Continue the article on rising food assistance enrollment in Champaign County, beginning immediately after its final paragraph.

== EXERCISE PASSAGE ==
━━━━
Over the last five years, the poverty rate in Champaign County has fallen, but the number of people seeking food assistance has steadily risen, according to Illinois Department of Human Services data.
From 2019 to 2023, the number of people enrolled in the Supplemental Nutrition Assistance Program (SNAP) has increased by about 16%, much of which occurred during the pandemic and remains unwavering. As of September this year, 32,395 people in 17,102 households are enrolled in Champaign County. Data for October has not yet been made available.
Craig Gundersen, professor of economics and food insecurity researcher at Baylor University, said there are multiple factors contributing to the rise, such as changes in eligibility.
“Between COVID, under the Trump administration, followed by the Biden administration, everybody was bumped up to the maximum level [given the maximum benefits] which meant it was a lot more lucrative for people to go into SNAP in that time period,” Gundersen said. “In 2021, the Thrifty Food Plan, which is used to set the maximum benefit level was increased by 20%, which then also meant a lot of people went into the program.”
Gundersen worked at the University of Illinois at Urbana-Champaign for just over 10 years, and was the executive director of the National Soybean Research Laboratory. He was a distinguished professor at the College of Agricultural, Consumer and Environmental Sciences (ACES) and his research focused on food insecurity and the evaluation of programs like SNAP.
Champaign resident and SNAP recipient Fiona O’Connor discussed SNAP’s significant impact on her life as a college student from her freshman year to now, her final semester as a senior.
━━━━
[Stored dataset items]

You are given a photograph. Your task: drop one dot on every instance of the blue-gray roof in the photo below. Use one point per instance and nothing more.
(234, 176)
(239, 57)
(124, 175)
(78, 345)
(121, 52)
━━━━
== RESULT OF THE EXERCISE ==
“I started SNAP during COVID and I got $250 a month, which is the max allotment for a one-person household, now I get $100,” O’Connor said. “I’m not mad at that though. It is still a big help for me. I work two jobs and go to school so sometimes it gets really hard, and that $100 helps so much.”
O’Connor said SNAP benefits helped her stay financially stable during the pandemic.
Data shows that in 2016, about 27,000 people in the county were recipients of SNAP benefits. This increased to about 30,000 in 2017, but fell to 28,000 in 2018 and 2019.
From March to July 2020, as the pandemic loomed worldwide, the number of SNAP recipients increased to more than 30,000 people. Since then, the number of those enrolled in the program has continuously increased — reaching nearly 34,000 so far this year — and has failed to return to numbers seen before the pandemic.
Data shows at least 30,000 county residents were enrolled in SNAP benefits each month since October 2021. In July 2022, despite a population decrease, there were over 3,000 additional people enrolled in the program.
Although there has been a rise in food assistance recipients, the food insecurity rate in Champaign County has declined over the last six years. According to data from Feeding America the food insecurity rate — the percentage of people with “consistent access to enough food for every person in a household to live an active, healthy life” — in Champaign County was at 15% in 2017.
By 2019, the rate dropped to 11.2% and fell further to 9.5% this year. This means almost 12,000 people are food insecure since 2017.
Gundersen, who currently works with the Baylor Collaborative on Hunger and Poverty, said the food insecurity rate continues to decrease in the U.S. overall. Feeding America reports that from 2017 to 2021, the national food insecurity rate decreased from 12.5% to 10.4%.
This can be attributed, in part, to more and more people enrolling in government assistance programs like SNAP.
In March 2023, the maximum benefits given to SNAP recipients during the pandemic were removed. However, as of September, data shows that this did not cause the numbers to falter, as they still remain higher than the previous year.
University of Illinois student Josie Mendez applied for SNAP earlier this year, however, her experience was different. A few days after her SNAP interview, she learned that her application was rejected after she was found ineligible. Mendez said the unexpected rejection was frustrating.
“I was so surprised and sad,” she said. “I thought I qualified but I guess with my job and the way it’s set up I didn’t. It would have taken a lot of weight off my shoulders because, realistically, I don’t make much.”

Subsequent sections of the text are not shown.